The answer must consist of every line from the data that holds the string "glacier".

[Data extracts — start]

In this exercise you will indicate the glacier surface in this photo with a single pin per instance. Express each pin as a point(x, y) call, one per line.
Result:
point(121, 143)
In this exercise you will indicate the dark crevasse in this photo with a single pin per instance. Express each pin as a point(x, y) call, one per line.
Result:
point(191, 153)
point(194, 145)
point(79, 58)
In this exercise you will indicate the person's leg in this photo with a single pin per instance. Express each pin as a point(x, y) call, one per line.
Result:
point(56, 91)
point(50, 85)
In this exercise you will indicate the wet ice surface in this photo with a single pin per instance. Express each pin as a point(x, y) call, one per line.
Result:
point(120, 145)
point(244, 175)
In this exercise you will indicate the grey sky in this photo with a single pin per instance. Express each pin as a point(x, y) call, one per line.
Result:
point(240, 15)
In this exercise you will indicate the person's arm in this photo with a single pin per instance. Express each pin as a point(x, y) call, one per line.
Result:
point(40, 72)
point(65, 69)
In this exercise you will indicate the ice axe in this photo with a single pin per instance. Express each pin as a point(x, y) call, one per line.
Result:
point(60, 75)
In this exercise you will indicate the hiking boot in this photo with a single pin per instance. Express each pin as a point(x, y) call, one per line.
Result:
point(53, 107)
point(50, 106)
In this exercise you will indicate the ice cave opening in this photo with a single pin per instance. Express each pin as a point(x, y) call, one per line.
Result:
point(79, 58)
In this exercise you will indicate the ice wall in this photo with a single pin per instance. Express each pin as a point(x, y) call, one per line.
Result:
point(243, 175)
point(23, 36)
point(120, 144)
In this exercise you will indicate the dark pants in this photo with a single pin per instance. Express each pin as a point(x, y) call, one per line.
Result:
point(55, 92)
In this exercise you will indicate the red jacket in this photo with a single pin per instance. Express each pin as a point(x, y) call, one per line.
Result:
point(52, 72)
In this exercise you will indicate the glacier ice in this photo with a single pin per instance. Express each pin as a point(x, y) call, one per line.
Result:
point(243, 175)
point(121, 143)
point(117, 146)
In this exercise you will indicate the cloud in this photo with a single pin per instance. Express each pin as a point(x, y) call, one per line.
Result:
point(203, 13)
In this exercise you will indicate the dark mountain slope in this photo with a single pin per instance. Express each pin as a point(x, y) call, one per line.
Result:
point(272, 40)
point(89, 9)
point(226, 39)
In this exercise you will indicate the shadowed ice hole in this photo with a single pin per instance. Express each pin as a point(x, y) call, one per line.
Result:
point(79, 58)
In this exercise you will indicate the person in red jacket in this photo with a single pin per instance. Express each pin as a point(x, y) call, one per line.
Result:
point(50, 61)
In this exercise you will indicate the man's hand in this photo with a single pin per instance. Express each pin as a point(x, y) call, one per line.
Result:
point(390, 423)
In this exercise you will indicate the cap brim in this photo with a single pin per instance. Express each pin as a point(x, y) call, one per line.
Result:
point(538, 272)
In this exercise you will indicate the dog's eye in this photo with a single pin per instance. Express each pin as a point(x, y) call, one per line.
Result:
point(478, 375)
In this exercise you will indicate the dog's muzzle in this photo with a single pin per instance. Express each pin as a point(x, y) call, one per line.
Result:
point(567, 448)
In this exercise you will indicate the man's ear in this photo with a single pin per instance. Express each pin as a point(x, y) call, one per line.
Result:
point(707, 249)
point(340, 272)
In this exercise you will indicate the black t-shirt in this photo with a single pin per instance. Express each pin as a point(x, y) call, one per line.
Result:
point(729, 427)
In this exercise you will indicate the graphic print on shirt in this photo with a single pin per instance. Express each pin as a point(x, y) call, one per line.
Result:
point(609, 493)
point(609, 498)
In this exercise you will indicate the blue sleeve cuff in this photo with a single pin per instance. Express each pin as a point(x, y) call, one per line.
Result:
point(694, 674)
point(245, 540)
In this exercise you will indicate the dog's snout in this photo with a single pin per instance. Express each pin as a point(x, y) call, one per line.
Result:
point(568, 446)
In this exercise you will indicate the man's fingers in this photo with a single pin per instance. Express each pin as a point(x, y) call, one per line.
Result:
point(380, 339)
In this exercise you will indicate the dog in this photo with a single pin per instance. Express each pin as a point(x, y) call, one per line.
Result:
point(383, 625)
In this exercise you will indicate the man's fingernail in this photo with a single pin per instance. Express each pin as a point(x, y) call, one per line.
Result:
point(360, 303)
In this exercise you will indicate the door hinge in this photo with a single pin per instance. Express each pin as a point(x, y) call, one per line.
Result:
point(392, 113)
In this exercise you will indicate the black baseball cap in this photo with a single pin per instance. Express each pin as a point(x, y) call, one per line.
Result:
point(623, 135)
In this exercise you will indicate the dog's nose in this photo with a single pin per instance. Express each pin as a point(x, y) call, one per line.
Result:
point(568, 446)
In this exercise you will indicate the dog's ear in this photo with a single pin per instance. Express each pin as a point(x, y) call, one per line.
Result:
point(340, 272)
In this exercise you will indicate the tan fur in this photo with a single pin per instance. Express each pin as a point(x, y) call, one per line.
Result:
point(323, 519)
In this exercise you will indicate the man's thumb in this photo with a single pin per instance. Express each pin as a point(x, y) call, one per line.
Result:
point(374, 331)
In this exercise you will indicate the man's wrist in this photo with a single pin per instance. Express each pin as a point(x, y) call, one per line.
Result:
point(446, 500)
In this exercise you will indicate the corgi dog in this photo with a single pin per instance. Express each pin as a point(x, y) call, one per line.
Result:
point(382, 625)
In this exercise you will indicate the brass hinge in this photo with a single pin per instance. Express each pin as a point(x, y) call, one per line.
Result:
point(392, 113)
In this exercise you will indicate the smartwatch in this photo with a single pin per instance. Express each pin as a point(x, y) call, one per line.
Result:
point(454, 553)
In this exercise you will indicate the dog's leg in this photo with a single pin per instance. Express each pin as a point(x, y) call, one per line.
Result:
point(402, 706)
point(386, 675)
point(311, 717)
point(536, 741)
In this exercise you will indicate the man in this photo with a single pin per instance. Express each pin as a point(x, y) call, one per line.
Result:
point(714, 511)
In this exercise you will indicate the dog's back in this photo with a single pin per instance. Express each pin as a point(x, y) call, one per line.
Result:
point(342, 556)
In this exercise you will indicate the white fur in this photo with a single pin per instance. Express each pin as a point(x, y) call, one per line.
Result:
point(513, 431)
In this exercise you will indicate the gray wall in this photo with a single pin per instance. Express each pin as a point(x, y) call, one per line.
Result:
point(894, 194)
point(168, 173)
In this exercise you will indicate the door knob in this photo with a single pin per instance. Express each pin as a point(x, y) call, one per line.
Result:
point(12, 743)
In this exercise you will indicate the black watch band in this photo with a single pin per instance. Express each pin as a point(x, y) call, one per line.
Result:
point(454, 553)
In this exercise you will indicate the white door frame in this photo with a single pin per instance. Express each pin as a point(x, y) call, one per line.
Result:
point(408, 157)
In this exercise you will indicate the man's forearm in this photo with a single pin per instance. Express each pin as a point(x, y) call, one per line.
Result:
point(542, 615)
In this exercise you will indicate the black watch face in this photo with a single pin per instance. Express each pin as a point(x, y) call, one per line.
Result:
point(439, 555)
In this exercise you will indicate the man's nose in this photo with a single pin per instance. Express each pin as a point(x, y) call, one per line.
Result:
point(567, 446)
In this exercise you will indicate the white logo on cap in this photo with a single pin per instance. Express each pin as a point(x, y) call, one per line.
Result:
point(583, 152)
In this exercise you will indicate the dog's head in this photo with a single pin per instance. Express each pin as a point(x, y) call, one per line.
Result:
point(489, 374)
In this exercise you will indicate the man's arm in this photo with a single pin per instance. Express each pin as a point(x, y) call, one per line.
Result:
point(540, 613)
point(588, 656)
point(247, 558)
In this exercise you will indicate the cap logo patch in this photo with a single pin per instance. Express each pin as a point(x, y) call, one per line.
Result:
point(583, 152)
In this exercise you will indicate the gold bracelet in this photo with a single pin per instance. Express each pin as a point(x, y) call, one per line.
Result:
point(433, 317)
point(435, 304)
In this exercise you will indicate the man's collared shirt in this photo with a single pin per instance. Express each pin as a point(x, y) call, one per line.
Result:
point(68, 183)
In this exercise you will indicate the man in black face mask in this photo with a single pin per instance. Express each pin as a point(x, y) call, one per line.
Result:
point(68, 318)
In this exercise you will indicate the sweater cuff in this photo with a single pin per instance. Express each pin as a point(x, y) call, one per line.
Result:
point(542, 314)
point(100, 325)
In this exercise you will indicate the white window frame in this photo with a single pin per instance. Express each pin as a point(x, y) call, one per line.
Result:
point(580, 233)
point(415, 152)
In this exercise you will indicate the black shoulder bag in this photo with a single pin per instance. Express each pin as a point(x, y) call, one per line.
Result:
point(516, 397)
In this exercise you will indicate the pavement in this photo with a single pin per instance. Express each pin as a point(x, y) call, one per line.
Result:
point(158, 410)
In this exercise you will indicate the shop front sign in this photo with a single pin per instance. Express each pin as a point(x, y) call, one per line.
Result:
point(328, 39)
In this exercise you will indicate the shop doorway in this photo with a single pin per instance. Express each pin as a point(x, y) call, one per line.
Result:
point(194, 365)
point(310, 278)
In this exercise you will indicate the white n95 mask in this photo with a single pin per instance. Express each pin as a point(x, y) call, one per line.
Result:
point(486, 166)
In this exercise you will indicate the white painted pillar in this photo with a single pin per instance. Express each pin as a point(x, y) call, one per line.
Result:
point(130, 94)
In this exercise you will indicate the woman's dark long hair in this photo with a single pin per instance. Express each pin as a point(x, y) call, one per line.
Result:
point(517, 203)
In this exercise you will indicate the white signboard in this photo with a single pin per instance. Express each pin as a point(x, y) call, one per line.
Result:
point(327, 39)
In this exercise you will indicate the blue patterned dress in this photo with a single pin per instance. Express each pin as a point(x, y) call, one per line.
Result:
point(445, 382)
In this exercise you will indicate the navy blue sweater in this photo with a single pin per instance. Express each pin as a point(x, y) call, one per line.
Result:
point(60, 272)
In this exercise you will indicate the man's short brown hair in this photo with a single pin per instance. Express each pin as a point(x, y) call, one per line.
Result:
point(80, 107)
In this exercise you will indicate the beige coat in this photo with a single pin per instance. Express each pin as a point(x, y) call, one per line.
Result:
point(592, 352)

[Data extracts — finish]

◆ **Exercise output**
In this exercise you will indicate the glacier surface in this photo with a single pin per instance. Express each pin as a point(x, y) call, one per line.
In this exercise you will indicate the glacier ice in this photo with a single pin per instance. Express each pin as a point(x, y) call, one per line.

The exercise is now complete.